• EXCERPT:
The Debenture matures on May 1, 2017. The Company is not required to pay regularly scheduled interest on the Debenture. The Debenture is convertible at the option of the Investor at any time into shares of the Company’s common stock, par value $0.0001 per share (the “Common Stock “) at an initial conversion price (as may be adjusted, the “Conversion Price”) of $2.00 per share, subject to certain ownership limitations and adjustment provisions. The Conversion Price is subject to reduction to an amount equal to 90% of the effective price per share of securities issued by the Company (i) in a registered offering of Common Stock or securities convertible into or exchangeable for shares of Common Stock (collectively “Common Stock Equivalents”) or (ii) in any other financing or series of financings of Common Stock or Common Stock Equivalents with gross proceeds of $4,000,000 or more. Beginning on the six month anniversary of the Closing Date, the Company has the option, subject to certain conditions, to redeem some or all of the then outstanding principal amount of the Debenture for cash in an amount equal to the sum of (i) 120% of the then outstanding principal amount of the Debenture and (ii) any liquidated damages and other amounts due in respect of the Debenture. Pursuant to the terms of the Debenture, the Company has agreed to certain negative covenants, including not to incur or repay any other indebtedness, for so long as any portion of the Debenture remains outstanding.

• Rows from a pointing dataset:
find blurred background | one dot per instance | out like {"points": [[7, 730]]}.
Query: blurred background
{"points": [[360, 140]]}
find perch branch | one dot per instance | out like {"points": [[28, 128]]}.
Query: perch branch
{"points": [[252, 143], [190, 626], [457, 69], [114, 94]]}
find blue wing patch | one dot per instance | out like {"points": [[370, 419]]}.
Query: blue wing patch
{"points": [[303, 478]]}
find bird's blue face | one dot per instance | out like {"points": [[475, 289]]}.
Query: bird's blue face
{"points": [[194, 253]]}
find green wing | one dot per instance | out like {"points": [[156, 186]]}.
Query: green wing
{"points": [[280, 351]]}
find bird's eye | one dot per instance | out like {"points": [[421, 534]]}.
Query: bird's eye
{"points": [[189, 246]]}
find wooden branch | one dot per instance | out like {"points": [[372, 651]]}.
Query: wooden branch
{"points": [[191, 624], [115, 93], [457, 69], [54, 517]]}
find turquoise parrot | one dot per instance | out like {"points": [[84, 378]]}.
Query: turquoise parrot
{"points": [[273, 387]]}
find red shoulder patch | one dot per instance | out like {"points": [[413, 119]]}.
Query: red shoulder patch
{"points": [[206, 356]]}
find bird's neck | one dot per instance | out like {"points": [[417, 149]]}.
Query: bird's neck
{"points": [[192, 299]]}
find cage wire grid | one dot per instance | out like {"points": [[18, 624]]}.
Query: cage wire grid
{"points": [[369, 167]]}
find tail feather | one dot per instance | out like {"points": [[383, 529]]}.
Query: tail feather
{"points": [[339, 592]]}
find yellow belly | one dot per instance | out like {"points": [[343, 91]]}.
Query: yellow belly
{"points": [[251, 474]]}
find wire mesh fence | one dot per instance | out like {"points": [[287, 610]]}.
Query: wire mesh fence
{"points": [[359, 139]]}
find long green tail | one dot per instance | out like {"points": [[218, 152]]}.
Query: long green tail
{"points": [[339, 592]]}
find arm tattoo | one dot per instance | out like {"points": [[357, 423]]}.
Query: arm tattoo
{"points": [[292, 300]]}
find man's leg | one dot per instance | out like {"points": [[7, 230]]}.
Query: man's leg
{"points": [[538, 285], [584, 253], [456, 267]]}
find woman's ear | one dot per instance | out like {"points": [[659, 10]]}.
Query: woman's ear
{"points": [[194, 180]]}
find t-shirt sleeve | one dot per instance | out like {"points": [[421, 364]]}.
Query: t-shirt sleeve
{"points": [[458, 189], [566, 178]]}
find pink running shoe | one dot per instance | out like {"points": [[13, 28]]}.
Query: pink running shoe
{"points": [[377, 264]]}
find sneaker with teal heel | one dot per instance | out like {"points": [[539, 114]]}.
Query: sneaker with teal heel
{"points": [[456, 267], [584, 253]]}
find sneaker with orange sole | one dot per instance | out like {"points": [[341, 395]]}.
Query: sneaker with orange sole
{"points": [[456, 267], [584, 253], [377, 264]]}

• TASK INSTRUCTIONS: Turn the paragraph in the debenture excerpt that begins "The Debenture matures on May 1, 2017" into a concise bulleted list that keeps its main facts. These records were drawn from a separate source.

• ANSWER TO THIS TASK:
- Maturity: May 1, 2017.
- Interest: no regularly scheduled interest payments are required.
- Conversion: the Investor may convert at any time into Common Stock (par value $0.0001 per share) at an initial Conversion Price of $2.00 per share, subject to certain ownership limitations and adjustment provisions.
- Price reduction: the Conversion Price may drop to 90% of the effective per-share price of securities the Company issues in (i) a registered offering of Common Stock or Common Stock Equivalents, or (ii) any other financing or series of financings of those securities with gross proceeds of $4,000,000 or more.
- Redemption: beginning six months after the Closing Date, and subject to certain conditions, the Company may redeem some or all of the outstanding principal for cash equal to 120% of that principal plus any liquidated damages and other amounts due.
- Negative covenants: while any portion of the Debenture remains outstanding, the Company has agreed not to incur or repay any other indebtedness, among other covenants.